EXERCISE INSTRUCTIONS >> In the court hearing page excerpt, how much did Elliot Broidy pay to a Playboy Playmate?

PAGE EXCERPT >>
== == ==

Wood also denied Hendon's request that lawyers for Trump and Cohen get the first crack at designating documents and other evidence that might be subject to the privilege.
The Hannity revelation came after Wood required Cohen to divulge the names of the clients he's worked with since the 2016 election.
One, of course, was Trump himself.
Another was Elliot Broidy, a Trump fundraiser who resigned from the Republican National Committee on Friday after it was revealed that he paid $1.6 million to a Playboy Playmate with whom he had an extramarital affair. The Playmate became pregnant and elected to have an abortion.
With Cohen by their side on Monday, lawyers initially resisted revealing the name of the third client for privacy reasons, saying it would be embarrassing for the client and that the client had asked that they immediately appeal any request to divulge his name.
But Wood pressed on.
When the name was announced, there were gasps and some laughter in a courtroom packed with journalists. A few of them raced from the courtroom.
Cohen's lawyers did not detail the type of legal work he did for Hannity.
On his radio show, Hannity said Cohen was never involved in any matter between him and any third party.
Hannity, an outspoken supporter of Trump, has been a fierce critic of special counsel Robert Mueller, who is looking into Russian interference in the 2016 U.S. presidential election.
Monday's hearing began with an appearance by porn actress Stormy Daniels, who was swarmed by photographers and nearly fell as she was hustled into the courthouse, a scene that captured the sensational atmosphere around the case.
The last to enter court, she was among the first to leave.
While in court, she smiled several times as she observed the proceedings from a folding chair near the back of the room.
Outside afterward, she said Cohen has acted like he's above the law and that she and her lawyer are committed to making sure everyone learns the truth.
The April 9 raid on Cohen sought information on a variety of matters, including a $130,000 payment made to Daniels, who alleges she had sex with a married Trump in 2006.

== == ==

Point annotation dataset records:

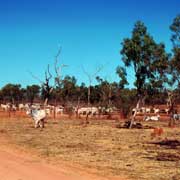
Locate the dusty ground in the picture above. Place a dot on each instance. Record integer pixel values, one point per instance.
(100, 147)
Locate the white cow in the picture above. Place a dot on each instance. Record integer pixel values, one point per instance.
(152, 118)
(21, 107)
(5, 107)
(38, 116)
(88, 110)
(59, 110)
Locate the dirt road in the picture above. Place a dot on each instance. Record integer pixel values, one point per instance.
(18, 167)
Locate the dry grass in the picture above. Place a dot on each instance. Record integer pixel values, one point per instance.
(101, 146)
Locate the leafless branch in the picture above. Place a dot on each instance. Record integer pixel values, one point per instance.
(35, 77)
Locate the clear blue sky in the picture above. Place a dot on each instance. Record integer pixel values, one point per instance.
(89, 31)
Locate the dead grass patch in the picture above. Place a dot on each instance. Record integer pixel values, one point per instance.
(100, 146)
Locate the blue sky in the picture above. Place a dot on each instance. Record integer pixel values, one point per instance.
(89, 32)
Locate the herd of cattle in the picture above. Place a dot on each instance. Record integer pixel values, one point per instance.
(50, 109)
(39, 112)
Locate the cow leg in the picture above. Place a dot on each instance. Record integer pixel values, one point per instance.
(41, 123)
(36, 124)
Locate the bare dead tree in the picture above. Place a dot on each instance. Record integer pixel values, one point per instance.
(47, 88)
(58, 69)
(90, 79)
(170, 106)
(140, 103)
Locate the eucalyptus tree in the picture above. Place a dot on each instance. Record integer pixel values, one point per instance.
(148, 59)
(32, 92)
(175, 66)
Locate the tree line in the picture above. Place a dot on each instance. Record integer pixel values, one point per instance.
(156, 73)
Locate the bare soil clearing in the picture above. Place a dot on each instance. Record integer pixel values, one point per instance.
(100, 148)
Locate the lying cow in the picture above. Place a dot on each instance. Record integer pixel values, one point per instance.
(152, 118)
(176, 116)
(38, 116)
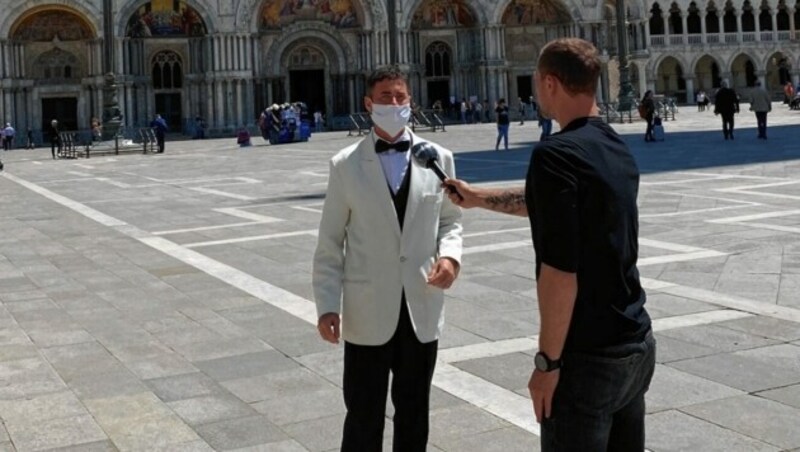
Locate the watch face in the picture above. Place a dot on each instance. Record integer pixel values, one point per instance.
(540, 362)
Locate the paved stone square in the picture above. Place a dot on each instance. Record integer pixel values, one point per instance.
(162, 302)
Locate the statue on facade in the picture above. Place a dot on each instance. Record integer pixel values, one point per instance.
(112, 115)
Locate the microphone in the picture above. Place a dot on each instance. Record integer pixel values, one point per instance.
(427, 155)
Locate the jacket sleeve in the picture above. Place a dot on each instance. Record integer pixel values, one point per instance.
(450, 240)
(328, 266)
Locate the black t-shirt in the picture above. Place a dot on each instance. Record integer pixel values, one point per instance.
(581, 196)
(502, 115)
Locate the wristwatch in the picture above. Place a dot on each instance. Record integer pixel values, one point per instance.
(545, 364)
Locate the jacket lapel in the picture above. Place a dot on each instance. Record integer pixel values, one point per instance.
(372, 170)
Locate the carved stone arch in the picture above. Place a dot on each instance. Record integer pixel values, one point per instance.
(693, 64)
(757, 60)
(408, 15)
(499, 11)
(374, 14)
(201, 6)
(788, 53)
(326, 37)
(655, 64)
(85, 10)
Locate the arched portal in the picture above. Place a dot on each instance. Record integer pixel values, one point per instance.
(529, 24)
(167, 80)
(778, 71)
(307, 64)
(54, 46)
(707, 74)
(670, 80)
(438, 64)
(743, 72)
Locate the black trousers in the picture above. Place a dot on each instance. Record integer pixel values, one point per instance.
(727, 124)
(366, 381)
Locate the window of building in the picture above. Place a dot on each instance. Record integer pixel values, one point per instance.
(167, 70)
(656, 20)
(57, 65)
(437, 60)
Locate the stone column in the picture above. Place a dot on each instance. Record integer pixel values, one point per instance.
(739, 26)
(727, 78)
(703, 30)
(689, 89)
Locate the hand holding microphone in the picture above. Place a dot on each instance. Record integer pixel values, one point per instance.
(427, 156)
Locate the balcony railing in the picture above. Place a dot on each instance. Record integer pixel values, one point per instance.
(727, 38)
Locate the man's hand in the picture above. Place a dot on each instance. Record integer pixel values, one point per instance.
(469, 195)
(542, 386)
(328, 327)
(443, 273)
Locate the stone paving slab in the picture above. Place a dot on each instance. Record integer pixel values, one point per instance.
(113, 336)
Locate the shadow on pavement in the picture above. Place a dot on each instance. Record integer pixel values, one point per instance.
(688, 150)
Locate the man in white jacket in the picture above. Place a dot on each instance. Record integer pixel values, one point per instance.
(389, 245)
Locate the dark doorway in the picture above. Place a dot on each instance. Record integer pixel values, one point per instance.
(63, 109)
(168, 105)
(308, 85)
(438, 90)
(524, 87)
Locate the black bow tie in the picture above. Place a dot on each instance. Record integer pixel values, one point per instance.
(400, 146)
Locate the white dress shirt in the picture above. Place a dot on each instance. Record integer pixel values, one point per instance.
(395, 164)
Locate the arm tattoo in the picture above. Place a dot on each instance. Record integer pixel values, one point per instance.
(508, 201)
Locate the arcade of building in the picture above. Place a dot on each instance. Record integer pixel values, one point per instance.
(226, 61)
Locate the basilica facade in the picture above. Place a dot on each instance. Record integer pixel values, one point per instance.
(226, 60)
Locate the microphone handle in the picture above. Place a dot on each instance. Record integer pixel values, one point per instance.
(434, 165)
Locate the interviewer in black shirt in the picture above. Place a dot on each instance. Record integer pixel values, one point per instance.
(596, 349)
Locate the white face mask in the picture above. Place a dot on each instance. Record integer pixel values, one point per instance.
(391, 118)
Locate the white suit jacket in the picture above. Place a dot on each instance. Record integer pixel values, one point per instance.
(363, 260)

== == ==

SOLUTION TO THIS PROBLEM >> $1.6 million.